**AUFGABE 1:**
Schreib bitte aus dem Textauszug über das Konzert der Berliner Symphoniker den Abschnitt von „Berliner Symphoniker spielen“ bis einschließlich „Symphoniker dort veranstalten.“ wortgetreu heraus.

..............................

Berliner Symphoniker spielen am Tacheles: Erinnerungen an jüdisches Leben
Von der Oranienburger Straße aus sieht man: pures Chaos. Sand- und Steinhaufen, Baumaschinen, Dixiklos, Gerüste, riesige Müllsäcke. Durch die Passage aber, die seit Neuestem von der sanierten Tacheles-Ruine hinüber zur Friedrichstraße führt, kann man auf den Aaron-Bernstein-Platz gelangen. Zumindest am Sonntag, für das Freiluftkonzert, das die Berliner Symphoniker dort veranstalten.
Ein schmaler Durchlass tut sich neben Rossmann und Rewe auf, den ersten Mietern der neuen Shoppingmall, die das in den Nachwendejahren sehr lebendige, später nur noch legendäre Künstlerbiotop des Tacheles ersetzt. Investorenarchitektur umgibt den Freiraum, der bald zur Piazza mit mediterranem Flair und diversen Restaurants werden soll. Ein paar Bäume sind bereits gepflanzt, einige der sündhaft teuren Wohnungen bezogen, vor den Balkonen des spektakulärsten Hauses, dem Dreiecksbau des Duos Herzog & den Meuron, hängen aber noch knallgrüne Sicherungsnetze.
Klingende Geschichtsstunde
Nur zu einem Drittel ist der Boden gepflastert, aber das reicht, um eine mobile Bühne aufzustellen und einige Hundert dieser maximal unbequemen Klappstühle, die sich für Freiluftveranstaltungen leider durchgesetzt haben. Fast alle Plätze sind belegt, als um 16 Uhr der Dirigent Justus Thorau das Podium betritt. So eng sitzen dort die Berliner Symphoniker, dass sich der Maestro nur mühsam zu seinem Platz durchschlängeln kann, ebenso wie seine beiden solistischen Mitstreiter, die Schauspieler Christian Redl und Michael Schrodt.
Das Open-Air-Event ist nämlich kein „Estradenkonzert“, wie man früher sagte, kein populäres Potpourri beliebter Melodien, sondern eine ernste Sache. „Berliner Orte“ nennen die Symphoniker ihre Veranstaltungsreihe, bei der sie mit literarisch-musikalischen Programmen den kulturellen Echoraum charakteristischer Plätze in der deutschen Hauptstadt ausmessen.
Am Sonntag geht es um die Jüdischen Kulturbund. Der wurde tatsächlich schon im Juli 1933 gegründet, als Reaktion auf die Entlassungen jüdischer Künstler und Künstlerinnen aus allen staatlichen Kulturinstitutionen. Die Nazis genehmigten den Antrag – denn sie erkannten schnell, dass sich propagandistisches Kapital aus der Sache schlagen ließ. Wann immer sie international für ihre Arisierungspolitik kritisiert wurden, konnten sie darauf verweisen, dass jüdisches Kulturleben im Deutschen Reich gepflegt wurde.

..............................

**AUFGABE 2:**
Entnimm der folgenden Auflistung jede Zeile, die die Zeichenfolge „kitchen“ enthält. Dabei zählt die Groß- und Kleinschreibung.

**BEREITGESTELLTES MATERIAL:**

..............................

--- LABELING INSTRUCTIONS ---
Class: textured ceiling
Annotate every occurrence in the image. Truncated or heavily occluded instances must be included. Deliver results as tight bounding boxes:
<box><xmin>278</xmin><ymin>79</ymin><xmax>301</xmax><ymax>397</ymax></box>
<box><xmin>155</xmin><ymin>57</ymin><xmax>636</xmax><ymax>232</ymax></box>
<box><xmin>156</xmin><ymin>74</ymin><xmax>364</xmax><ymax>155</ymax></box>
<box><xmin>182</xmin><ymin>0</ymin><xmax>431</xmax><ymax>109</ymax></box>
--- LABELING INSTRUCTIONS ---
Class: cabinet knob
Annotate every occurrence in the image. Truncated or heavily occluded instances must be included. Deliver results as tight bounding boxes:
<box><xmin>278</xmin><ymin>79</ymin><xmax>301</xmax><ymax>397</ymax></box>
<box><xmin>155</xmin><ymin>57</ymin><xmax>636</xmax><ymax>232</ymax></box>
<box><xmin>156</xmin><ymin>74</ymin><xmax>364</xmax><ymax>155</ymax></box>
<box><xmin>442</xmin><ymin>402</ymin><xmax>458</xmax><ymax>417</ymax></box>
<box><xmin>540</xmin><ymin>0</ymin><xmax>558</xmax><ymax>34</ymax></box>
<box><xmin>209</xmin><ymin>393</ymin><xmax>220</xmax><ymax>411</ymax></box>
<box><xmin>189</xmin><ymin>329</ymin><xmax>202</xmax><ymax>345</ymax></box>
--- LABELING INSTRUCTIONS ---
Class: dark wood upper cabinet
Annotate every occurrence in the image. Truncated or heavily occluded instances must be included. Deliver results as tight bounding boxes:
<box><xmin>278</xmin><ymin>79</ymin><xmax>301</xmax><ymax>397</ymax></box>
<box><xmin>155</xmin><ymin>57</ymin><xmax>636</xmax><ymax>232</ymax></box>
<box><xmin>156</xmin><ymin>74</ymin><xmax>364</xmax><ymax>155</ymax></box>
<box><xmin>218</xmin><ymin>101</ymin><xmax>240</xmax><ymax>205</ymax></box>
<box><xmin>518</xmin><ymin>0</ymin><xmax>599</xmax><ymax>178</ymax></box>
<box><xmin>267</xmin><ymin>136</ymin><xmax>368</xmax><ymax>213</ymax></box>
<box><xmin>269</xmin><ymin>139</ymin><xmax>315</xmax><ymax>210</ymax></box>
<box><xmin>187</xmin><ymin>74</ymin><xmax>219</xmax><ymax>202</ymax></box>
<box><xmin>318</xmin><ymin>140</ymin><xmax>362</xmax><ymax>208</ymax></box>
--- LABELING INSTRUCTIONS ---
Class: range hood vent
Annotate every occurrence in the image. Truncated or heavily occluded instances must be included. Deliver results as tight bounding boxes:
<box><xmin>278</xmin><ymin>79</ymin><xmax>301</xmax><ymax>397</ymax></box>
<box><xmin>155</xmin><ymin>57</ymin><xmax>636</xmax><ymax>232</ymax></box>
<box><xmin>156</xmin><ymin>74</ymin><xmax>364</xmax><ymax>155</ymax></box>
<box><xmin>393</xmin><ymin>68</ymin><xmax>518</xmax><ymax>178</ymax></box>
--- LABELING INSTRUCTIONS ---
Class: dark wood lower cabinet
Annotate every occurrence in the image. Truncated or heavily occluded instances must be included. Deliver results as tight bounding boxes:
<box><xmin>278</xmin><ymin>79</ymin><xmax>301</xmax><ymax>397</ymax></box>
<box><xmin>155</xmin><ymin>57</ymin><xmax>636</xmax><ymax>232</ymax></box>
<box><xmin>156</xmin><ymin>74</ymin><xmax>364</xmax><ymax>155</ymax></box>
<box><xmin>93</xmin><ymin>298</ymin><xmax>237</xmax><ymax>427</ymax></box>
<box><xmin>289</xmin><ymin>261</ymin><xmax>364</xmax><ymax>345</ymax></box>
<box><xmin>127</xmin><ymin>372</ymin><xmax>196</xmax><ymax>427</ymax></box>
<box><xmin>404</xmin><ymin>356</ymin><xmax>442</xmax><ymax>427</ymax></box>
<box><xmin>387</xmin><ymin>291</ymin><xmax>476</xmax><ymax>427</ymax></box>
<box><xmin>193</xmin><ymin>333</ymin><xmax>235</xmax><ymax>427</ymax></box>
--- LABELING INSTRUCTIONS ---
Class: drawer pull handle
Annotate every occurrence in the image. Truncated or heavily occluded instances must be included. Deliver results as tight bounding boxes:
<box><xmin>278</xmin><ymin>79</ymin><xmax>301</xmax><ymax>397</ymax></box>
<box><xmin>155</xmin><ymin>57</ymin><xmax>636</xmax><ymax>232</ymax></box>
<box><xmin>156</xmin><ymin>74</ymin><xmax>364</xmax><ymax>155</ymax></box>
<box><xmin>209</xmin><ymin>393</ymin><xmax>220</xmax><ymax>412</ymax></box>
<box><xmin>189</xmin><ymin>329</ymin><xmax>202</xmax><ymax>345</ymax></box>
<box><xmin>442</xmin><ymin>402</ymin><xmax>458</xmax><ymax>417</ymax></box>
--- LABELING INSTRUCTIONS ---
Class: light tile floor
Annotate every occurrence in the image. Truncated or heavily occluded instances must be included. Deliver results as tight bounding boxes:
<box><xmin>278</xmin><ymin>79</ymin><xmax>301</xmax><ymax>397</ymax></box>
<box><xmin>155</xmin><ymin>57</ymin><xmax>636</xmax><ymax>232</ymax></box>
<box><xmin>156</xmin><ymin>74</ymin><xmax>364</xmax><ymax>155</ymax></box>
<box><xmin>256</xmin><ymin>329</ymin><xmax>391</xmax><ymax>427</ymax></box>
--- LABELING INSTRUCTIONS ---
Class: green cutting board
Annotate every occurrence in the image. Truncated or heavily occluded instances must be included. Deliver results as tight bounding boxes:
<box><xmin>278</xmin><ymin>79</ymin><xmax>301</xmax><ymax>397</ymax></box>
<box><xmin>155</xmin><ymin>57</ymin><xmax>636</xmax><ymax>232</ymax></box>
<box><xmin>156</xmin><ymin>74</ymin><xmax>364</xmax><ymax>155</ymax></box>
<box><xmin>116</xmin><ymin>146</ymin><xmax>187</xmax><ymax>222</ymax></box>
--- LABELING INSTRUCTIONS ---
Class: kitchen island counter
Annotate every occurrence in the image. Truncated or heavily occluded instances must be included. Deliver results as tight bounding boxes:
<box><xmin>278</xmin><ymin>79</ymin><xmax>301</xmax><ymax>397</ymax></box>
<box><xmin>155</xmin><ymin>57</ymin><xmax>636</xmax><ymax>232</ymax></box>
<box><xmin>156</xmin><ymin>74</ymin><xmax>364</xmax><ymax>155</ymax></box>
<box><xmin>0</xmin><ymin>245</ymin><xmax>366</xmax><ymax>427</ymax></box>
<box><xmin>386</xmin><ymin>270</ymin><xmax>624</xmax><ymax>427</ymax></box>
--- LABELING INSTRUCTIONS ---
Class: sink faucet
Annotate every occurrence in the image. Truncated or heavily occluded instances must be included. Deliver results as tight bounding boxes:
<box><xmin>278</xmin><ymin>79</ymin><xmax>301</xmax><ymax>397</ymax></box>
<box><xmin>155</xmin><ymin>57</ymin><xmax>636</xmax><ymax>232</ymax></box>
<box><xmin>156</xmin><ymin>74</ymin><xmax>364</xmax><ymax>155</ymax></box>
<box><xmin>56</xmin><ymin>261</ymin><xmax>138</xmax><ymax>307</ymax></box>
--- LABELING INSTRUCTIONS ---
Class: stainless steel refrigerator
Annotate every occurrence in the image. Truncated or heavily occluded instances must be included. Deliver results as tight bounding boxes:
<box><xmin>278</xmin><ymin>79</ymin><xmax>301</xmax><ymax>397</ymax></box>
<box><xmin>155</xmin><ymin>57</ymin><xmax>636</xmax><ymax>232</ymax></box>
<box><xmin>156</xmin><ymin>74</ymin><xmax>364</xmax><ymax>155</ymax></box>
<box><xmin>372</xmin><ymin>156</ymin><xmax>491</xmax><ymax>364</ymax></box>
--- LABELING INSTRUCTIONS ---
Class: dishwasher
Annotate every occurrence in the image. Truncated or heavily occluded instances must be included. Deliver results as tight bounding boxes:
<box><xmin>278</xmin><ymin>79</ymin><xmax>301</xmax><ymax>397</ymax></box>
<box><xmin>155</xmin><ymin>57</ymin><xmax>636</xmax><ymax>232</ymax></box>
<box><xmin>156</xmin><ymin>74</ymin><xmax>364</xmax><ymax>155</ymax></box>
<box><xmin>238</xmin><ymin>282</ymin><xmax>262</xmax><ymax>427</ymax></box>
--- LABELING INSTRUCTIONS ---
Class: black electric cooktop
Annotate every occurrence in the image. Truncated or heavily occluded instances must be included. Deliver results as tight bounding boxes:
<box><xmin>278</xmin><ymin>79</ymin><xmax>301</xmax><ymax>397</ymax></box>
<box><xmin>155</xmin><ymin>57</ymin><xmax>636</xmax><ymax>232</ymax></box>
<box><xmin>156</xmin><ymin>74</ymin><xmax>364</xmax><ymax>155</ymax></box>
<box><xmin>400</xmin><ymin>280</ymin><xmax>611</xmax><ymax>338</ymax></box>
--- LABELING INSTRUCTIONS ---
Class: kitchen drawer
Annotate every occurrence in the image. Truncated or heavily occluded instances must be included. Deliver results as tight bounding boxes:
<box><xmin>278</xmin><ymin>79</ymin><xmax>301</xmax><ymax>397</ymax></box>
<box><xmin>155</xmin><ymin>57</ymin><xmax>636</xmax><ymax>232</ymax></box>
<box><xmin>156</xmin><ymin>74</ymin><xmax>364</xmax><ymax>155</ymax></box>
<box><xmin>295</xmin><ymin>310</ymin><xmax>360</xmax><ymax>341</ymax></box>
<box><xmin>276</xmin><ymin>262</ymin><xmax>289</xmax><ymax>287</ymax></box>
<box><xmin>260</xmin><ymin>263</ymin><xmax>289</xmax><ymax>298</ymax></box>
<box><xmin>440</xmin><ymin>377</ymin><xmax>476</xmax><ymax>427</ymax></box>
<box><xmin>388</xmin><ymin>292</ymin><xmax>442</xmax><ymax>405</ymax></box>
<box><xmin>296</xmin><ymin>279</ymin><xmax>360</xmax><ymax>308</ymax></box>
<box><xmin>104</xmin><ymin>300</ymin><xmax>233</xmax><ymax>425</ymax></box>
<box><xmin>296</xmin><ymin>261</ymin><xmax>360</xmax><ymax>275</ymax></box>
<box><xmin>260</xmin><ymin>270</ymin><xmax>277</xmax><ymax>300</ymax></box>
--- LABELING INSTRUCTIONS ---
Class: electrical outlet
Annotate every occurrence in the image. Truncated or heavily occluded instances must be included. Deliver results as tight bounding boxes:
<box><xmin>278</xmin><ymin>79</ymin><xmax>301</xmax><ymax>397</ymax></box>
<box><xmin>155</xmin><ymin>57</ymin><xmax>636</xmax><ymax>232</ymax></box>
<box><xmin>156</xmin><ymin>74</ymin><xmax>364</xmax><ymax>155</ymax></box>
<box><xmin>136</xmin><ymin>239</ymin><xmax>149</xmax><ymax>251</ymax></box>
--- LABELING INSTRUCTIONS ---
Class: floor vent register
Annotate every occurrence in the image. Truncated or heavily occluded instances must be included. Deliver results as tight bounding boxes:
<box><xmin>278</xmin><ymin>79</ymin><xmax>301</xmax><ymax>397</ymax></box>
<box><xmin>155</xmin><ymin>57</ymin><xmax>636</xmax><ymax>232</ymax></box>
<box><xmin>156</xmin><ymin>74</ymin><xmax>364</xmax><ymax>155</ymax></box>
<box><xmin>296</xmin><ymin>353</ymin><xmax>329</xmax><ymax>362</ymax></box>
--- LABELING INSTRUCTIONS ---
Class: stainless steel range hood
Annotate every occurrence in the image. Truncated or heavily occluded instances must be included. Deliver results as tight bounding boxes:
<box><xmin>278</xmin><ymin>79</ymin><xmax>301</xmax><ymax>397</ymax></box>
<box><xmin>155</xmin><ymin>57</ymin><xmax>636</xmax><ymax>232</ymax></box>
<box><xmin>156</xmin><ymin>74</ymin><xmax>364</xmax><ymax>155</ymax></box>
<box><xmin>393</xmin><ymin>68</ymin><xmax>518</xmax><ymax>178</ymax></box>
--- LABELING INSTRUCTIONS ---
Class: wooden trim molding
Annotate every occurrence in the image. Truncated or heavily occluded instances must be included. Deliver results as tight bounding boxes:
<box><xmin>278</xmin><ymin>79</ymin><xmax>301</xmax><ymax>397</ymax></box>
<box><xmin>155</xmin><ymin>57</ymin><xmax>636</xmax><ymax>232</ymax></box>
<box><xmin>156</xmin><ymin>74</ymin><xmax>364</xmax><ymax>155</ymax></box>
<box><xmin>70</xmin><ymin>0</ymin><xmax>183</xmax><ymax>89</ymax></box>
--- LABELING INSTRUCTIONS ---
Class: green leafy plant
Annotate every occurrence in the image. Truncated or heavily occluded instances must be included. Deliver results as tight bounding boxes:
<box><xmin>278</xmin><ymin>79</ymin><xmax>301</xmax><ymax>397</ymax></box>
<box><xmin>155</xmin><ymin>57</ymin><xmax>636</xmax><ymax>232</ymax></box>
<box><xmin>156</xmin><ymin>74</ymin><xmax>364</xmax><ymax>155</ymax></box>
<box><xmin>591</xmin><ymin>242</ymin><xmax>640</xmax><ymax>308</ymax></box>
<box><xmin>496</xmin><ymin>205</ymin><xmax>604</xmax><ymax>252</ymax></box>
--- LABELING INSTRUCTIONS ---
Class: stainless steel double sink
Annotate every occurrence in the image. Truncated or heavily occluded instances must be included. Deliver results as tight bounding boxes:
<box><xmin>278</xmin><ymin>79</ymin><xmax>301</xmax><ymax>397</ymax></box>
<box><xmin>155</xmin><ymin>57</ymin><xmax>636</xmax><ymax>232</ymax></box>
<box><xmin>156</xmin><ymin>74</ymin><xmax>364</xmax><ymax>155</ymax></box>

..............................

**ERGEBNIS 1:**
Berliner Symphoniker spielen am Tacheles: Erinnerungen an jüdisches Leben
Von der Oranienburger Straße aus sieht man: pures Chaos. Sand- und Steinhaufen, Baumaschinen, Dixiklos, Gerüste, riesige Müllsäcke. Durch die Passage aber, die seit Neuestem von der sanierten Tacheles-Ruine hinüber zur Friedrichstraße führt, kann man auf den Aaron-Bernstein-Platz gelangen. Zumindest am Sonntag, für das Freiluftkonzert, das die Berliner Symphoniker dort veranstalten.

**ERGEBNIS 2:**
Class: kitchen island counter
Class: kitchen drawer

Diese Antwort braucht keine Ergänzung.